--- PROVIDED DATA ---

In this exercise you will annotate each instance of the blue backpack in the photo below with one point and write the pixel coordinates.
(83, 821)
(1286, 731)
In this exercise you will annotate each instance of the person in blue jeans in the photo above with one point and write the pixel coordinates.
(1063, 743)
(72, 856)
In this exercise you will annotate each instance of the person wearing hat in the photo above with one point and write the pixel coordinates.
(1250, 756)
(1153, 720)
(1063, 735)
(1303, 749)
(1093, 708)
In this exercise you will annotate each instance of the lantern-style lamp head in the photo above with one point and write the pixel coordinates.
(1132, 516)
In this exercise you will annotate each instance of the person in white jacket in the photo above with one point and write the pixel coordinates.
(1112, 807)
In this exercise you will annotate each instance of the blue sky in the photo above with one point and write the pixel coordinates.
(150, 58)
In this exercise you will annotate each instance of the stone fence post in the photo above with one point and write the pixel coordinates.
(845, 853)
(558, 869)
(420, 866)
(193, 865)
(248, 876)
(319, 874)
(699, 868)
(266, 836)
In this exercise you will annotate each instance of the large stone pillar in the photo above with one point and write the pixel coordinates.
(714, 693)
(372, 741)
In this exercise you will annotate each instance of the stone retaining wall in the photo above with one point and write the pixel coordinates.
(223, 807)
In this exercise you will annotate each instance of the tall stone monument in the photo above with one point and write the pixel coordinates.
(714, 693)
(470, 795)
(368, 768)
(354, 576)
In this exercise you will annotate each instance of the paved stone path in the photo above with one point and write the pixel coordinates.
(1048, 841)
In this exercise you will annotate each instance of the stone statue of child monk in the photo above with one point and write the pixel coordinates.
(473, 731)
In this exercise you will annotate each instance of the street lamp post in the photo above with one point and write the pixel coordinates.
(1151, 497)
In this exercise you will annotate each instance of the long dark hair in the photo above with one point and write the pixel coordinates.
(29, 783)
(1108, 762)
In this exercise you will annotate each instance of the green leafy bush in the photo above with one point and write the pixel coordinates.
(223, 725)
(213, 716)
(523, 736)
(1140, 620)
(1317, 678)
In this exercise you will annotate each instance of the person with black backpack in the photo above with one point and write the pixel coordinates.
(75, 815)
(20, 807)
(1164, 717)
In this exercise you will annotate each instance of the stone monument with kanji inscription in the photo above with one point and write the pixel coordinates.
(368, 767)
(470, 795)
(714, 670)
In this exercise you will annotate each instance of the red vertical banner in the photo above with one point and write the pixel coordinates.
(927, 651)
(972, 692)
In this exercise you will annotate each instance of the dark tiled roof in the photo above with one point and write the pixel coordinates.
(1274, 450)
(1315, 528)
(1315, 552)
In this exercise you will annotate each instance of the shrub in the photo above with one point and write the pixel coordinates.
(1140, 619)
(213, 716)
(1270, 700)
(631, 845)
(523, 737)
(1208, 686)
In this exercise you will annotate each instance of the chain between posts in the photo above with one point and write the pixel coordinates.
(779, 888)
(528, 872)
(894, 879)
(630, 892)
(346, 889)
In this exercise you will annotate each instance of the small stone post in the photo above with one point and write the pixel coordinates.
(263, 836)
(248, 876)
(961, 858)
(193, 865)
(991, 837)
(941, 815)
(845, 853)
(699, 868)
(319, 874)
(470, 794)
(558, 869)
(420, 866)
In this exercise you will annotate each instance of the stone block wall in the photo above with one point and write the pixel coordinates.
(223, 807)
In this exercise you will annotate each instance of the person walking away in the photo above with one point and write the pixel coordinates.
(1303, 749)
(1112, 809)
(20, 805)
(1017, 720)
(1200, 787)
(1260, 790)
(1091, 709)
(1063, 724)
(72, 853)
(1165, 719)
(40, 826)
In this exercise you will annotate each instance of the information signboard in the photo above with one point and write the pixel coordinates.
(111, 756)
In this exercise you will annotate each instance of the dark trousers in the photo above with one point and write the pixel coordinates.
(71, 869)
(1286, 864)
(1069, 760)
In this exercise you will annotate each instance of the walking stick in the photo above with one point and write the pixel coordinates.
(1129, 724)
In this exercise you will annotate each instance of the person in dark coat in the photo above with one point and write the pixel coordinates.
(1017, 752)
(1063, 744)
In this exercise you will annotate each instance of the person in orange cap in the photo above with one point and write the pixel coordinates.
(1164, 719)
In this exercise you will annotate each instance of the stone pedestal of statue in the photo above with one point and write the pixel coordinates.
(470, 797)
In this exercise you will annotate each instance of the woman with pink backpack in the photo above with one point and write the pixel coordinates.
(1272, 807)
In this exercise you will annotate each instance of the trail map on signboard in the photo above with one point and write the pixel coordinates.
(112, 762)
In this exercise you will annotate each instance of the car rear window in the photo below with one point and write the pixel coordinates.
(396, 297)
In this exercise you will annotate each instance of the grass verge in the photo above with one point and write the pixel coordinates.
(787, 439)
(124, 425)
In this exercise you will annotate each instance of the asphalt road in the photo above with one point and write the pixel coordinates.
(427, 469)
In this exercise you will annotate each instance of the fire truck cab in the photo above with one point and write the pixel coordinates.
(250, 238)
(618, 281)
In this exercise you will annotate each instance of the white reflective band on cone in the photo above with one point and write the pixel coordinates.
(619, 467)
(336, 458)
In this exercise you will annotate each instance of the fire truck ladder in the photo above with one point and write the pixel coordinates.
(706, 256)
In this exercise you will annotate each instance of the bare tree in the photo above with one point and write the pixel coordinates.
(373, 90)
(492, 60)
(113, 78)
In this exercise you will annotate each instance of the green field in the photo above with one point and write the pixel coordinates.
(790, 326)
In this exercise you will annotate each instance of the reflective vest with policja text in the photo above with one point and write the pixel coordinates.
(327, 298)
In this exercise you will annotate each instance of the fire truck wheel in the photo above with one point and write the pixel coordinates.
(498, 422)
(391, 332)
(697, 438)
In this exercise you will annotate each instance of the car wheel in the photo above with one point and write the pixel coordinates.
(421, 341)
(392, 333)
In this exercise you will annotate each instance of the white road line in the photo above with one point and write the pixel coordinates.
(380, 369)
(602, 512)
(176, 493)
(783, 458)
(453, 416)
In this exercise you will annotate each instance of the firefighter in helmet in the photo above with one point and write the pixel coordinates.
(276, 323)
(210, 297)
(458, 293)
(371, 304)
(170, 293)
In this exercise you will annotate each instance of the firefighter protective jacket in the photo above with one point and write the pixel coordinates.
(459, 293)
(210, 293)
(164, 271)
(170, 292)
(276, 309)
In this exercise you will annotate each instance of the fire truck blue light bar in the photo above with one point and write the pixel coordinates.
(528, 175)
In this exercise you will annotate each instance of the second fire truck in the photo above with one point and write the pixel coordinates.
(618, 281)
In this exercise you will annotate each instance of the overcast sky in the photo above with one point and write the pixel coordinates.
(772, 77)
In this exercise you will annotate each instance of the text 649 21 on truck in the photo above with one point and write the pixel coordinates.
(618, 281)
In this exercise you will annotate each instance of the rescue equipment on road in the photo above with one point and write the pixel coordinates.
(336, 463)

---

ABOUT THIS TASK:
All of the material above needs to be copied exactly.

EXERCISE RESULT:
In this exercise you will annotate each instance of the blue backpack in the photo below with one point and write the pixel coordinates.
(83, 821)
(1286, 731)
In this exercise you will annotate each instance of the person in blue jeans in the photo above with one point and write the pixel coordinates.
(1063, 743)
(72, 856)
In this exercise you will annotate each instance of the person wearing hat in the photo above with one point and write the pixel coordinates.
(1250, 756)
(1153, 720)
(1063, 735)
(1303, 749)
(1093, 708)
In this exercise you will annotate each instance of the lantern-style lamp head in the photo above with one point and write the pixel coordinates.
(1132, 516)
In this exercise you will annotate each instance of the person in white jacket in the photo above with one point and write the pixel coordinates.
(1112, 807)
In this exercise you will annotate each instance of the blue sky in the photo above with one point and write the pixel coordinates.
(150, 58)
In this exercise you will annotate each instance of the stone fence post in the photo above with one point and write the pixel coordinates.
(845, 853)
(558, 869)
(420, 866)
(193, 865)
(248, 876)
(319, 874)
(699, 868)
(266, 836)
In this exercise you will annotate each instance of the large stone pillar in the photo above with one point and write the pixel coordinates.
(714, 693)
(372, 741)
In this exercise you will annotate each instance of the stone retaining wall in the photo above with one point and write the pixel coordinates.
(223, 807)
In this exercise you will annotate each instance of the tall stone monument in the photo above with one point and write the pixel coordinates.
(714, 693)
(470, 795)
(368, 768)
(354, 576)
In this exercise you will annotate each instance of the paved stone path in the photo above with one point and write the pixel coordinates.
(1048, 841)
In this exercise you will annotate each instance of the stone statue of child monk in the photo above with one point and write the pixel coordinates.
(473, 731)
In this exercise you will annotate each instance of the street lamp post in the photo above with one point and write the pixel coordinates.
(1151, 497)
In this exercise you will annotate each instance of the long dark hair in the photo above with one point and write the pixel coordinates.
(29, 783)
(1108, 762)
In this exercise you will annotate each instance of the green leafy bush in the photo above with one point and write the pixel coordinates.
(223, 725)
(213, 716)
(523, 736)
(1140, 620)
(1317, 678)
In this exercise you will annotate each instance of the person with black backpack in the photo above with one point and write the pixel coordinates.
(75, 815)
(20, 807)
(1164, 717)
In this exercise you will annotate each instance of the stone monument with kanji inscription in the photo above with one point and write the pixel coordinates.
(368, 767)
(470, 795)
(714, 670)
In this exercise you will annotate each instance of the red vertical banner in the photo above with one point and write the pixel coordinates.
(927, 651)
(972, 692)
In this exercise you will annotate each instance of the dark tiled roof in the photo above with one point and write the pixel coordinates.
(1274, 450)
(1315, 528)
(1315, 552)
In this exercise you will annotate each instance of the shrub in the photo above with one point and write the pixel coordinates.
(1140, 619)
(213, 716)
(1270, 700)
(631, 845)
(523, 737)
(1208, 686)
In this exercise you will annotate each instance of the chain between posts in the photo above with one point and write the pixel coordinates.
(779, 888)
(528, 872)
(894, 879)
(630, 892)
(346, 889)
In this exercise you will annotate each instance of the small stone post in the photo above with one point and write the pixel coordinates.
(263, 836)
(248, 876)
(961, 858)
(193, 865)
(991, 837)
(941, 815)
(845, 853)
(699, 868)
(319, 874)
(470, 794)
(558, 869)
(420, 866)
In this exercise you will annotate each instance of the stone block wall in the photo above with one point and write the pixel coordinates.
(223, 807)
In this exercise you will annotate each instance of the person walking away in the photo above with one point and write the pixel coordinates.
(1303, 749)
(1112, 809)
(20, 805)
(1017, 720)
(1200, 787)
(1260, 790)
(1091, 709)
(1063, 724)
(72, 853)
(1165, 719)
(40, 826)
In this exercise you will annotate each instance of the information signboard in the photo above with one point and write the pixel coordinates.
(111, 756)
In this exercise you will annotate each instance of the dark trousers in the photo above with one point and write the pixel coordinates.
(71, 869)
(1286, 864)
(1069, 760)
In this exercise you will annotate each instance of the walking stick in the photo above with one point and write the pixel coordinates.
(1129, 724)
In this exercise you will annotate each instance of the person in dark coat in the photo above with one point and write the pixel coordinates.
(1017, 752)
(1063, 744)
In this exercise you will annotate each instance of the person in orange cap in the photo above with one point and write the pixel coordinates.
(1164, 719)
In this exercise you will annotate each instance of the stone pedestal of statue in the photo above with one point and write the pixel coordinates.
(470, 797)
In this exercise you will annotate each instance of the woman with pink backpack in the photo above with one point and write the pixel coordinates.
(1272, 807)
In this exercise you will annotate each instance of the trail map on signboard in the photo above with one point and write the pixel coordinates.
(112, 762)
In this exercise you will annotate each instance of the car rear window in the photo below with one point and write the pixel coordinates.
(396, 297)
In this exercise you will annotate each instance of the grass verge in the photo above with one point and write the pixel coordinates.
(787, 439)
(124, 425)
In this exercise you will annotate each instance of the asphalt road in the photo above with one point and write the pixel coordinates.
(427, 469)
In this exercise you will annotate each instance of the fire truck cab in the photo above with one point and write the pixel coordinates.
(250, 238)
(618, 281)
In this exercise you will annotate each instance of the white reflective band on cone in the photo above with one point and write the pixel coordinates.
(619, 467)
(336, 458)
In this exercise you will annotate each instance of the fire truck ladder in the photo above with one point and write the pixel coordinates.
(706, 256)
In this exercise you will annotate each instance of the bare tree in the photo above with one point and write the pixel coordinates.
(373, 90)
(492, 60)
(113, 78)
In this exercise you will annotate each instance of the green field in the photo above with one point and write the pixel coordinates.
(790, 326)
In this exercise you will annotate each instance of the reflective vest with policja text in the photo above with one point and write the pixel coordinates.
(327, 298)
In this exercise you will annotate each instance of the fire truck wheel in the photo above with one point and write the pixel coordinates.
(498, 422)
(391, 332)
(697, 438)
In this exercise you will annotate each instance of the car wheel in the photo above with one point and write the pixel coordinates.
(421, 341)
(392, 333)
In this exercise you will annotate each instance of the white road line in the photo above with one point and write the pixel coordinates.
(380, 369)
(602, 512)
(176, 493)
(783, 458)
(453, 416)
In this exercise you will annotate each instance of the firefighter in helmet in the photo above with one point and write the pixel coordinates.
(276, 323)
(210, 297)
(458, 293)
(371, 304)
(170, 293)
In this exercise you will annotate each instance of the firefighter protective jacket in the photo above with one point and write the pixel coordinates.
(459, 293)
(210, 293)
(164, 271)
(170, 292)
(276, 309)
In this exercise you will annotate each instance of the fire truck blue light bar in the photo above with one point and write the pixel coordinates.
(528, 175)
In this exercise you will annotate each instance of the second fire truck in the photo above with one point and write the pixel coordinates.
(618, 281)
In this exercise you will annotate each instance of the overcast sky in the photo above with one point and write the pixel coordinates.
(772, 77)
In this exercise you will annotate each instance of the text 649 21 on truck in the photo above with one point and write the pixel coordinates.
(618, 281)
In this exercise you will annotate each instance of the rescue equipment on road in the photo above with one point and write the pixel coordinates.
(336, 463)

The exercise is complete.